What the exercise asks: Output exactly, please, the lines of the records below from the one containing "TARGET: tall tv tower" through the final line.

Rows from a pointing dataset

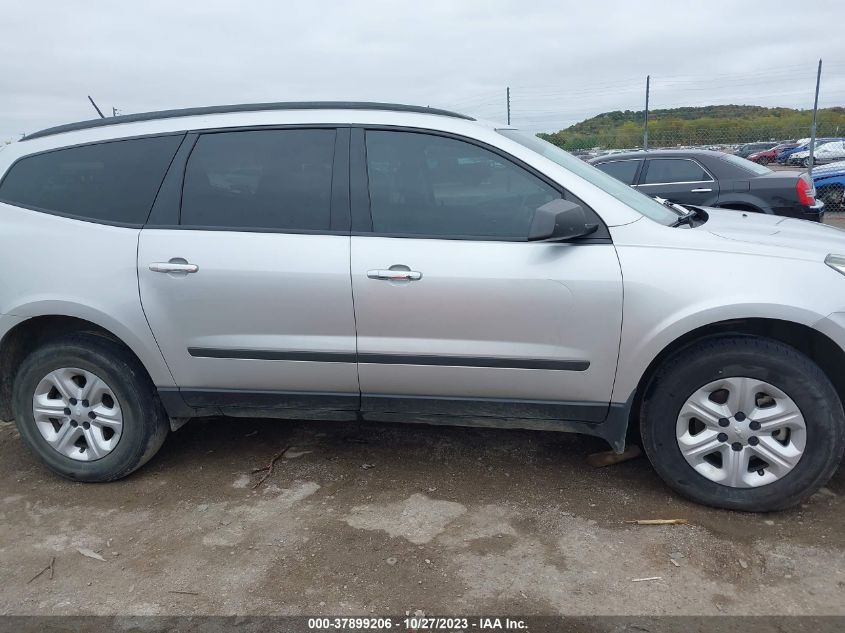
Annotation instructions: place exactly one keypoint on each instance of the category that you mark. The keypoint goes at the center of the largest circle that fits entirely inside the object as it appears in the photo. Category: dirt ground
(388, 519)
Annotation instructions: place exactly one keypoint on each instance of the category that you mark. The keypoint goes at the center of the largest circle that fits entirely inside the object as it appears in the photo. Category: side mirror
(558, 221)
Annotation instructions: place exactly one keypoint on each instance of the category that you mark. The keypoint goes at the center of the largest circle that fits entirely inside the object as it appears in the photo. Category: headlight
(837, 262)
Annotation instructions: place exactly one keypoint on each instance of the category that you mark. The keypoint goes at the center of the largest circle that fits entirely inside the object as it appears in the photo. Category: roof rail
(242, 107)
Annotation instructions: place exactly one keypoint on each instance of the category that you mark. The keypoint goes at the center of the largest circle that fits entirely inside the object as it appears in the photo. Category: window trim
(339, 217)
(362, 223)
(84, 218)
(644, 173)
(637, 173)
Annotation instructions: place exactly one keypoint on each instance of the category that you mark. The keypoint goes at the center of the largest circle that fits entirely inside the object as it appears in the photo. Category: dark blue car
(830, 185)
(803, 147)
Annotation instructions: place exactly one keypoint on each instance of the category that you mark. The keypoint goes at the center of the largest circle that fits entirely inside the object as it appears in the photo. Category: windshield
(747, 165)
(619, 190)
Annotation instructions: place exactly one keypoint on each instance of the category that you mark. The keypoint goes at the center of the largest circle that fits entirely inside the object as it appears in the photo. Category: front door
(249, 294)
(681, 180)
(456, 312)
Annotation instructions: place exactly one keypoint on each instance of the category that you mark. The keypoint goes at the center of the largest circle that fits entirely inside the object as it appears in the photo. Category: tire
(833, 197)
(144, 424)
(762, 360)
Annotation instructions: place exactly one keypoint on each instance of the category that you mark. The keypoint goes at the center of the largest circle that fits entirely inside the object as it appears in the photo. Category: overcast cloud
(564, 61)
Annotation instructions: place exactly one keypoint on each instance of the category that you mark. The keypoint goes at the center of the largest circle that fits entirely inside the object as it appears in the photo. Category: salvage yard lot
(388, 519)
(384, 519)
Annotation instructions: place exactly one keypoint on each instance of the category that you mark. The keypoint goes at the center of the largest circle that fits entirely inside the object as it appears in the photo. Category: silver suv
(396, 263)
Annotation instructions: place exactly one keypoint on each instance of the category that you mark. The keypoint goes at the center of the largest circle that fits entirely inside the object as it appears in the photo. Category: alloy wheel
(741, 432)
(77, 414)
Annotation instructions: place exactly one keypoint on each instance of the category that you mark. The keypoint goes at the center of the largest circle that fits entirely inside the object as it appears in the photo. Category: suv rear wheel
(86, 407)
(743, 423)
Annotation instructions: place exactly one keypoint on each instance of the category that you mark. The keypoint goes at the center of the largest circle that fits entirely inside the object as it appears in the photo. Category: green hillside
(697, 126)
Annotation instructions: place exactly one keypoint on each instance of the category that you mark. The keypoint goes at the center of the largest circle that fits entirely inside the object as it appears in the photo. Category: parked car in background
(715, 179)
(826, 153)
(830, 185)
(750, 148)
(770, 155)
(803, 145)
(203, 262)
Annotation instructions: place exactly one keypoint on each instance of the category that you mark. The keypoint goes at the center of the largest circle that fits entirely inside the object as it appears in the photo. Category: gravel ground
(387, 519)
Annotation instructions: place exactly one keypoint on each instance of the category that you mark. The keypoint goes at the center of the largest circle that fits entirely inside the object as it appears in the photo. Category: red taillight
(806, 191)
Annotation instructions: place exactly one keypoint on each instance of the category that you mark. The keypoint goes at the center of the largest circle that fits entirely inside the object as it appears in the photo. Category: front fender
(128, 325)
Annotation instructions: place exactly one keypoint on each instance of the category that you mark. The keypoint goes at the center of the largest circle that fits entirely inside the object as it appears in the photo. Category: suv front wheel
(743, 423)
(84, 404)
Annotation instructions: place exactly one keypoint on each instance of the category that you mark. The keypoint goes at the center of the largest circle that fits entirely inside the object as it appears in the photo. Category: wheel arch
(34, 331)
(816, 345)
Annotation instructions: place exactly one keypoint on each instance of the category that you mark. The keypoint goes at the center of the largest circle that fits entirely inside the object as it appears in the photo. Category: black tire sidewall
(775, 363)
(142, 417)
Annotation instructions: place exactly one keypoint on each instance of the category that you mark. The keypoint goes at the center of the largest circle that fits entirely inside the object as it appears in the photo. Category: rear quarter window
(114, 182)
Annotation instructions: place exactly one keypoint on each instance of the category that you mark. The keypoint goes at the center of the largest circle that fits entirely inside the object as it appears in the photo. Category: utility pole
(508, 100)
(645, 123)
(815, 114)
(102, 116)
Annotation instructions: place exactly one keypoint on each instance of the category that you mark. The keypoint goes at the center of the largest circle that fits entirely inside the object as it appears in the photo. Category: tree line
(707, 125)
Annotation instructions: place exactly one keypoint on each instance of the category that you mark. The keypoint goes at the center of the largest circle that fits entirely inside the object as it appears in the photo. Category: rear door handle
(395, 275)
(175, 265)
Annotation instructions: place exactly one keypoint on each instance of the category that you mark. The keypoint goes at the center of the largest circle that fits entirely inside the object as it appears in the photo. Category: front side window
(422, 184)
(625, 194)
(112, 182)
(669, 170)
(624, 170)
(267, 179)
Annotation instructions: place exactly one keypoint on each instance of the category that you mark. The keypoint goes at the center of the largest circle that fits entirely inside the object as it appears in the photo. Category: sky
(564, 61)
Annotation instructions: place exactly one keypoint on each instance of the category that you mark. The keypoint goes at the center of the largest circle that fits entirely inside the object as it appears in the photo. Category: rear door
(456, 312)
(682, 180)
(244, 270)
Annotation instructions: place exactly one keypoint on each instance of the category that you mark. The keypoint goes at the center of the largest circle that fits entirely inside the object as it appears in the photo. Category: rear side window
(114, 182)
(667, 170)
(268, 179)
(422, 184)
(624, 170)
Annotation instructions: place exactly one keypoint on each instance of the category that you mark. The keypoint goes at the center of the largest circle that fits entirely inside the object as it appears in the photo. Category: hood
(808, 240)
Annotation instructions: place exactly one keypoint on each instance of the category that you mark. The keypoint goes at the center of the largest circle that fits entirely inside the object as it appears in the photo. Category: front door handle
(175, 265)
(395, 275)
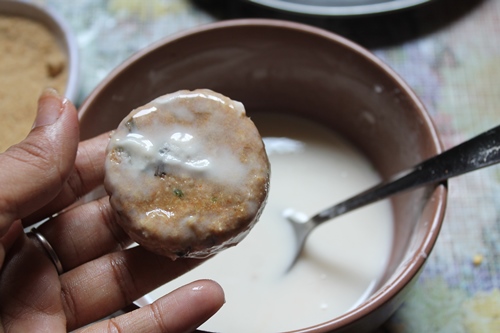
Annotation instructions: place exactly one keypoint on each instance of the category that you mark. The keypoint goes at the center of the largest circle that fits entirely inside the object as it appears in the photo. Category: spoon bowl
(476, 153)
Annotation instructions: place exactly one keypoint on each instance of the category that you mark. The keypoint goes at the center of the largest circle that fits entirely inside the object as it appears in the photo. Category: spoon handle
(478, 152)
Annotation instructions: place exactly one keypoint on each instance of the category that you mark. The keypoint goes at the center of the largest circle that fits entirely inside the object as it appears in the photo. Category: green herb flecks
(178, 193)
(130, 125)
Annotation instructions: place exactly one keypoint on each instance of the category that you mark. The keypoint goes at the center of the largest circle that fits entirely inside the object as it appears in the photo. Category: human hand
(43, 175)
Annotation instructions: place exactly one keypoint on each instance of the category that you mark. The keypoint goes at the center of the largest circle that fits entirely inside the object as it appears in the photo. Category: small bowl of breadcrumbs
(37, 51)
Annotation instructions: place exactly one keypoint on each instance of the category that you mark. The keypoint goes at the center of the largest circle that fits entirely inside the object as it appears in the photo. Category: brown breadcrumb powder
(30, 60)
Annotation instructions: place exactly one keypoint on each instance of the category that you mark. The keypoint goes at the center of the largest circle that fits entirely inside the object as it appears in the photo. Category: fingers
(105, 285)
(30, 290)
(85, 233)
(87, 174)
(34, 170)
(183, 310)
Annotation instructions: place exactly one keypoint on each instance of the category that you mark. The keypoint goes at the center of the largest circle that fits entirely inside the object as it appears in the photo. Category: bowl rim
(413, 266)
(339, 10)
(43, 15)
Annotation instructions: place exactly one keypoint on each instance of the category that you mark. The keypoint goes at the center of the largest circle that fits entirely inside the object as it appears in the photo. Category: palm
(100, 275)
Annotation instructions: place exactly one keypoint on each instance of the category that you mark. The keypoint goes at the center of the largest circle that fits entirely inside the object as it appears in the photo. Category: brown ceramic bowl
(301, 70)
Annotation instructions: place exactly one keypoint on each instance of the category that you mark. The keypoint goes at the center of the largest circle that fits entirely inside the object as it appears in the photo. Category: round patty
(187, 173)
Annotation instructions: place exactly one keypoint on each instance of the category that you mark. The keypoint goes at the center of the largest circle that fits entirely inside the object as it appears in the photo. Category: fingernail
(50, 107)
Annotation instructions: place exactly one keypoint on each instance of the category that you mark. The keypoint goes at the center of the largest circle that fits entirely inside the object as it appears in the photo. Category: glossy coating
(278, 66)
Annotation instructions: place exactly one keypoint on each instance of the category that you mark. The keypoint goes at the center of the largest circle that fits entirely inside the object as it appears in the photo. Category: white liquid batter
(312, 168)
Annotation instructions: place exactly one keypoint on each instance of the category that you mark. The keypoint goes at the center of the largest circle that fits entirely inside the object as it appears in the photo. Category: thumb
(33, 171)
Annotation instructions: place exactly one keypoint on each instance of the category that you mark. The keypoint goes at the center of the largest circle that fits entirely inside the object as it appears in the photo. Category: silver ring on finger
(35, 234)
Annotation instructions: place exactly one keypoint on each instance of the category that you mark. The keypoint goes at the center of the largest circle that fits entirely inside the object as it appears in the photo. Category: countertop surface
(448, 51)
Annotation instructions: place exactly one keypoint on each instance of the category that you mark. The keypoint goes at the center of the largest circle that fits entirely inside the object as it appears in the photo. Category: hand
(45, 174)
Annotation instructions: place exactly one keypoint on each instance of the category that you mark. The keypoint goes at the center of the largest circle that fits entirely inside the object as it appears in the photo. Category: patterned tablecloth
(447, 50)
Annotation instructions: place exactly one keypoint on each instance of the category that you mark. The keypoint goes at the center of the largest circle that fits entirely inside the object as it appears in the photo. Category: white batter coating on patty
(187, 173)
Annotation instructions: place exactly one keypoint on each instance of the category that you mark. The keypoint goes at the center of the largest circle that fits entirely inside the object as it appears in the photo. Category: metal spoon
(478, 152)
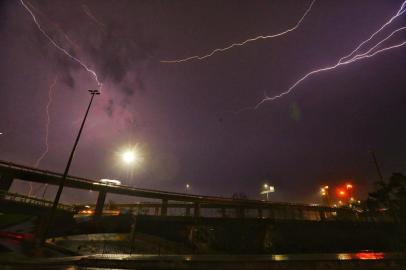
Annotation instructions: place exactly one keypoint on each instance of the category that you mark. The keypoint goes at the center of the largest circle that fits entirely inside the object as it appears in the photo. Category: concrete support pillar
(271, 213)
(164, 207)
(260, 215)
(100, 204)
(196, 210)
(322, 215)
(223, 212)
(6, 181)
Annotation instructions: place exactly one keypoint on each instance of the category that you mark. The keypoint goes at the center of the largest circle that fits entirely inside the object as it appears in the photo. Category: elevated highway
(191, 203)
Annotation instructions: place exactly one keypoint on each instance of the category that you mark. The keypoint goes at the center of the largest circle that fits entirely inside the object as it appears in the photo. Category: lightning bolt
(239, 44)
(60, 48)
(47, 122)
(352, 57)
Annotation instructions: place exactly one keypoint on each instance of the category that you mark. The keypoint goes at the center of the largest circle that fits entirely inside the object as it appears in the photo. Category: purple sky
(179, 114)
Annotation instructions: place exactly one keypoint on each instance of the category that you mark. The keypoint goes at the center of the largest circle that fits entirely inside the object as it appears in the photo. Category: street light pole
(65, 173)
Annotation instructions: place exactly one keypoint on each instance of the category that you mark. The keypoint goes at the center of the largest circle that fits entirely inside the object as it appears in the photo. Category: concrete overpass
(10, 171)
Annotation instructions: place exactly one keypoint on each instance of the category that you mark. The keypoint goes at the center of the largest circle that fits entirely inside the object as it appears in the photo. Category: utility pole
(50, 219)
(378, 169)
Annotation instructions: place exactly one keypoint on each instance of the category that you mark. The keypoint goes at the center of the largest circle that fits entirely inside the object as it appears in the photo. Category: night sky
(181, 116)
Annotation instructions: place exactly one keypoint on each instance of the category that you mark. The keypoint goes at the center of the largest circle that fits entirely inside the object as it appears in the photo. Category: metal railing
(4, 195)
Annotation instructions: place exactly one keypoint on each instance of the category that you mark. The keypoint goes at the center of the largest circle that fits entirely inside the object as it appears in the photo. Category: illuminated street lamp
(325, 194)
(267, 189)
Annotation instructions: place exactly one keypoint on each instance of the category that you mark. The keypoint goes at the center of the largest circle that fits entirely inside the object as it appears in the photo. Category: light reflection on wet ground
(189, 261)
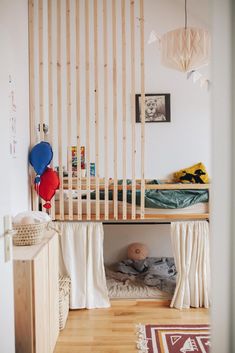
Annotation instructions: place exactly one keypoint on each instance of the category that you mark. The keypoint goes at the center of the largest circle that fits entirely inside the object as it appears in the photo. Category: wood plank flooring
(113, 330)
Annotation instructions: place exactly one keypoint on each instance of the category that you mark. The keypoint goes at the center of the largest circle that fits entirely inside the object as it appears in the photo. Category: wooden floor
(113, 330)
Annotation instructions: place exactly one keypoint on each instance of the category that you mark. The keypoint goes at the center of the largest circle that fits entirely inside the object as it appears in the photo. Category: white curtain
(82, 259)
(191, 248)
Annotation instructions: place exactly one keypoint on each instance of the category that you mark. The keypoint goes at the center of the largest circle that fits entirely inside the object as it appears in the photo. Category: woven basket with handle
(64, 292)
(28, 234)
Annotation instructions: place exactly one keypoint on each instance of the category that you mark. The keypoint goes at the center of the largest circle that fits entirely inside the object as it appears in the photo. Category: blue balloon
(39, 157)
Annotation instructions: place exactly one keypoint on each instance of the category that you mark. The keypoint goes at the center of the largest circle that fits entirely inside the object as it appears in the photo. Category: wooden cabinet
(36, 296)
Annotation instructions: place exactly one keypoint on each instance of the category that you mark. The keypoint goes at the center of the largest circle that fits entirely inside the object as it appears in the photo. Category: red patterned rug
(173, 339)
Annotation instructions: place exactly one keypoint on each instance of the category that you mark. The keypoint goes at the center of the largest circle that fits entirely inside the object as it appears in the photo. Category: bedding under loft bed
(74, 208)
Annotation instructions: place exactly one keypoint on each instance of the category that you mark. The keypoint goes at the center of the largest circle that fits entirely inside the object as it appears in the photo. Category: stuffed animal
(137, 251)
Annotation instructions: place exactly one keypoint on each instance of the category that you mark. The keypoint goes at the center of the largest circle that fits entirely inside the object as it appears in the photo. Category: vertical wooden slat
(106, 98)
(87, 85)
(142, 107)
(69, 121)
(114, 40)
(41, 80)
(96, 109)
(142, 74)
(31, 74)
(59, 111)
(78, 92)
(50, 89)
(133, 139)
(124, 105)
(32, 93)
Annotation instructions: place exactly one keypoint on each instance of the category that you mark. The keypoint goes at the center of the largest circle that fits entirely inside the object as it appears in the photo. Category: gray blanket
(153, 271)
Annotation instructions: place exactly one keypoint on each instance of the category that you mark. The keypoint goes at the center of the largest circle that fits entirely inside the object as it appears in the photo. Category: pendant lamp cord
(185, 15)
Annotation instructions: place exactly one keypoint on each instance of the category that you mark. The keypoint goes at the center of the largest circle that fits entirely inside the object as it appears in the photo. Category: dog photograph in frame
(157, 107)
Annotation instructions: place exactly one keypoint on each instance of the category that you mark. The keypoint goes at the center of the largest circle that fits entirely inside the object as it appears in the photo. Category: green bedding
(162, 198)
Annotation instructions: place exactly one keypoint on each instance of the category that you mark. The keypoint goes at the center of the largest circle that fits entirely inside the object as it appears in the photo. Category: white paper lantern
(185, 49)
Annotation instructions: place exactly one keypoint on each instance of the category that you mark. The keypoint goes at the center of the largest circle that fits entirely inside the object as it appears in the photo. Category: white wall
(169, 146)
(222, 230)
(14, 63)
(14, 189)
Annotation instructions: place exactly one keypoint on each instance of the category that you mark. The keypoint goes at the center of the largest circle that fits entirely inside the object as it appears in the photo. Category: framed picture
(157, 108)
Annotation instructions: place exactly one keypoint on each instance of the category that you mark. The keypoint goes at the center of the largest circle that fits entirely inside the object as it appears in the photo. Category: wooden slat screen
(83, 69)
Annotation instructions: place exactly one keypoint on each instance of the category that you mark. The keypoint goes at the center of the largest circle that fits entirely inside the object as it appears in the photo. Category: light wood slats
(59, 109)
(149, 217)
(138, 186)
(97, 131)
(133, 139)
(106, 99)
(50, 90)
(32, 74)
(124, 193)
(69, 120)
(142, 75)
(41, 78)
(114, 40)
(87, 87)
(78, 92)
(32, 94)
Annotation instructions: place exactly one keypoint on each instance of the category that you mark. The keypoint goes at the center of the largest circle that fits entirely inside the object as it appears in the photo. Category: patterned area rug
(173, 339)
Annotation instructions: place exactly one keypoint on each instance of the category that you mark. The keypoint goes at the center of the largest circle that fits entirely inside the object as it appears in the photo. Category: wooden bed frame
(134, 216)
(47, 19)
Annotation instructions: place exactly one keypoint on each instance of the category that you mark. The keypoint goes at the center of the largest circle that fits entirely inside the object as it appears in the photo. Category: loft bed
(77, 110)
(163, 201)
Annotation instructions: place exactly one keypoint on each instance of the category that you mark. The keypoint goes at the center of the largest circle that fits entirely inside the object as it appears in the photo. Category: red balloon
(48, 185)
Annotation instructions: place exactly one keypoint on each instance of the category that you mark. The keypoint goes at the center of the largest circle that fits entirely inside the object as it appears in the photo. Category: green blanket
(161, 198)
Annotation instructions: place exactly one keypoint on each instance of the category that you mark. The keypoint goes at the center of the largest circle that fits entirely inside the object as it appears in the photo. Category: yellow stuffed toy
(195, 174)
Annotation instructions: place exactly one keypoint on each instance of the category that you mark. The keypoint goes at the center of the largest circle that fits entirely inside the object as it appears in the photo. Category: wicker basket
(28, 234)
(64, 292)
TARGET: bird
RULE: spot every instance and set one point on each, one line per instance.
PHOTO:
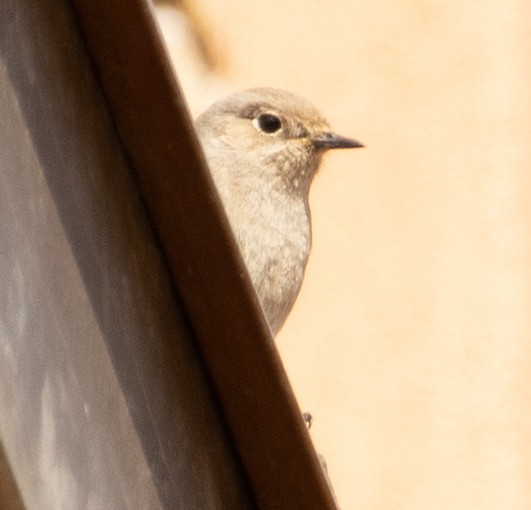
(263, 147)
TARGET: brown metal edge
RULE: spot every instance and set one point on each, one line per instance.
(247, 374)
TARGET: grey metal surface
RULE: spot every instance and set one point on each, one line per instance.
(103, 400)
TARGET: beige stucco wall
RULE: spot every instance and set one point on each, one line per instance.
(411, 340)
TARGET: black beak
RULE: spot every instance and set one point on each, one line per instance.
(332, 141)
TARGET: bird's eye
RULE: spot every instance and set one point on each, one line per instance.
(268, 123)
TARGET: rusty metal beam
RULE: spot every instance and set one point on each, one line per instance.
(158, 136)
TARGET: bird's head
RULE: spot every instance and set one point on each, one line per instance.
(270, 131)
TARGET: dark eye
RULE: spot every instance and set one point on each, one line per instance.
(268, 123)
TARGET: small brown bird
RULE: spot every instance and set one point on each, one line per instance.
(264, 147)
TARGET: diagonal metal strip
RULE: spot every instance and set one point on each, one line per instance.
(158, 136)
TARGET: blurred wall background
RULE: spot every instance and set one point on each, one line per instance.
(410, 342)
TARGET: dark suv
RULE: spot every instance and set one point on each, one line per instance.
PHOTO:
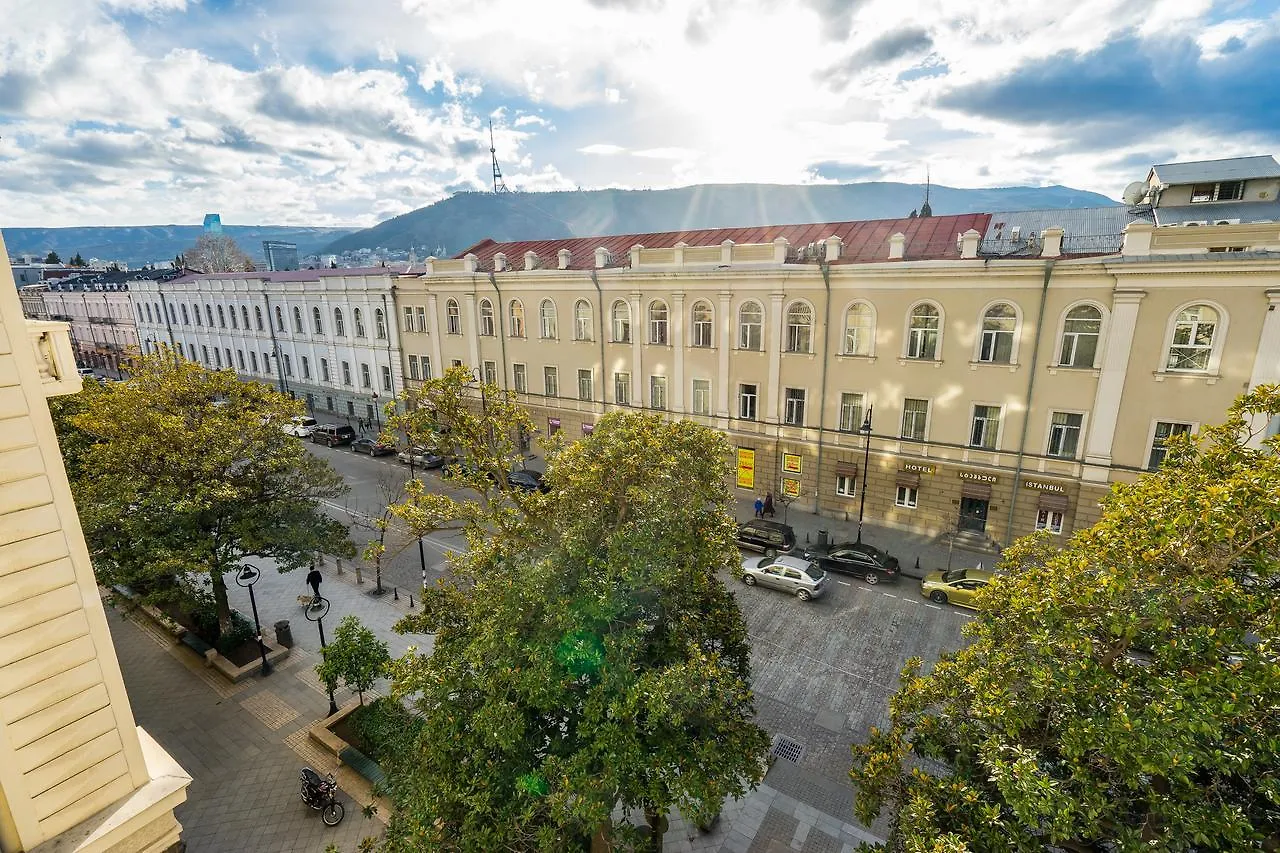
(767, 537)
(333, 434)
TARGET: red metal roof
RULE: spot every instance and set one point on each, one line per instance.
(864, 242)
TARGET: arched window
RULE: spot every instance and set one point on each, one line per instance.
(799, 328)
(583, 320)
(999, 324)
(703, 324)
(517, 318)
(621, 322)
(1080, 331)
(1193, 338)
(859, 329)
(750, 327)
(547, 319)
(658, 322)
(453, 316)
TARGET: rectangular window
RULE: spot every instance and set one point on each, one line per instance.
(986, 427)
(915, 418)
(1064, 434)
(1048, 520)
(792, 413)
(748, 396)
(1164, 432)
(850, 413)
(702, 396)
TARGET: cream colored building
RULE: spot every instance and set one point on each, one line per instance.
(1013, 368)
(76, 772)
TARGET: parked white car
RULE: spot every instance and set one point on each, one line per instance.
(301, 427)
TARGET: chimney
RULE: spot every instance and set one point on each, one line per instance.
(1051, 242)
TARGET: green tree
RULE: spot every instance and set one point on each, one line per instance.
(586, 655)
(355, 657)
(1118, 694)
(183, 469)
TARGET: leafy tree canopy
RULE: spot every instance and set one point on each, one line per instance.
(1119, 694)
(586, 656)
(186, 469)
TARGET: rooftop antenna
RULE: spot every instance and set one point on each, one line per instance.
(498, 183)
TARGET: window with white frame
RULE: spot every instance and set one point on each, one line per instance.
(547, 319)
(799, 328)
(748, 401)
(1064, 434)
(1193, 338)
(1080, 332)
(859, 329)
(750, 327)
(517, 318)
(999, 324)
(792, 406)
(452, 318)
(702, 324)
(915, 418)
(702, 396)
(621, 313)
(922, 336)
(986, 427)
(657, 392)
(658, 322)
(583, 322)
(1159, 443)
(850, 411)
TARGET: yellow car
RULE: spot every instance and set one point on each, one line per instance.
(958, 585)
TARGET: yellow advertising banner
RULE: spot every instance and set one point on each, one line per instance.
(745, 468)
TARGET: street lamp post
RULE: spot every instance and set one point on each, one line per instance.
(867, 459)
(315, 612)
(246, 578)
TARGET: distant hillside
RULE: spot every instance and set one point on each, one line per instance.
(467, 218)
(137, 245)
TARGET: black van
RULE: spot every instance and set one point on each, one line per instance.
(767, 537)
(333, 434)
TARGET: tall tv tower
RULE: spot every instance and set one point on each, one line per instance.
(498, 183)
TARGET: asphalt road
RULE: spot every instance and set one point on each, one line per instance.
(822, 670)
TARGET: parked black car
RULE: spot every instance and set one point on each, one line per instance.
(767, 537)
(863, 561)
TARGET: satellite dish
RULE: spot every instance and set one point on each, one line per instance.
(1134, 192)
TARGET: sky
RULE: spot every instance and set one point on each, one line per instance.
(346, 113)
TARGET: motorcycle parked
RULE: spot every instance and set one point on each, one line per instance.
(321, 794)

Written solution:
TARGET: tall tv tower
RULE: spot every instance and set one point on each, one line per instance.
(498, 183)
TARGET: asphalt road
RULE: spot every instance and set one point on each, one line per instance.
(822, 670)
TARGET: parked black car
RULE: spot every instance and set one point on each, one line per instance.
(767, 537)
(863, 561)
TARGET: satellite dish
RULE: spot every instance and set one point on each, one line per instance.
(1134, 192)
TARGET: sky
RULE: spot every instance and set one point on each, one line per instance.
(346, 113)
TARGET: motorcycle parked
RULE: spot every instance and set one point on each, one line per instance.
(321, 794)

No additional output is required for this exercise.